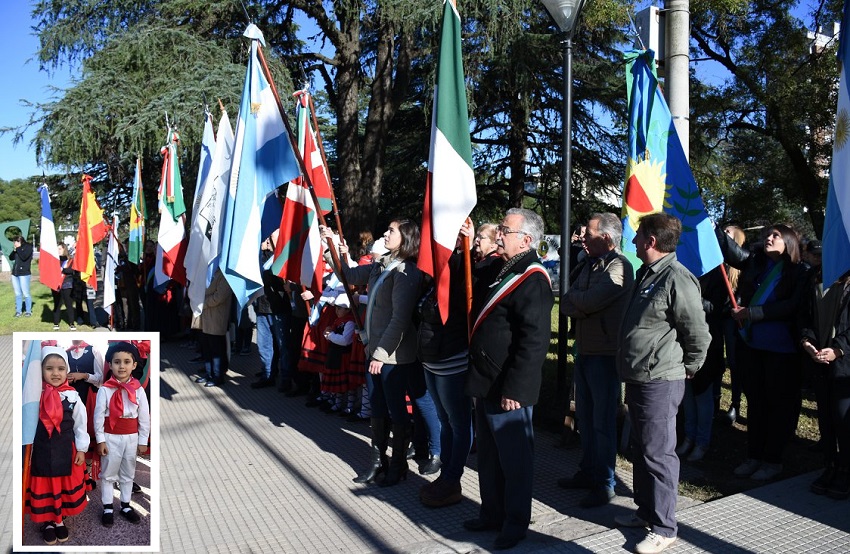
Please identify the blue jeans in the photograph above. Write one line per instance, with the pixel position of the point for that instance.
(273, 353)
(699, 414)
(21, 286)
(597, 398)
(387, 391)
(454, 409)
---
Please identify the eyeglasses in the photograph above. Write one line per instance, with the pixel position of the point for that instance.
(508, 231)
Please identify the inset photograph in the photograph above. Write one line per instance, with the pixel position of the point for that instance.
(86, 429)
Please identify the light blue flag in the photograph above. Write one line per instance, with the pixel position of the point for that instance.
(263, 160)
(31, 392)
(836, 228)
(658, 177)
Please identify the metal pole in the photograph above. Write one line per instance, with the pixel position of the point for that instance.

**WHAT YOU ARE ASKED TO DO**:
The required answer is the run of lines above, starting at the line with "Please identify the inset" and ending at the line with "Please identify the metal", reproduced exactly with both ends.

**ANSWER BELOW**:
Please identify the inset photograph in the photograph above. Write one line per instance, with the pixel position of the point for that instance.
(86, 429)
Please identify the light blue flag in the photograph above. Write one line per instance, with the pixel position of the point for that instance.
(263, 160)
(31, 392)
(836, 228)
(658, 177)
Please identify the metal pole in the photograph above. Write one line per instance, with the pixel position of the point for that instance.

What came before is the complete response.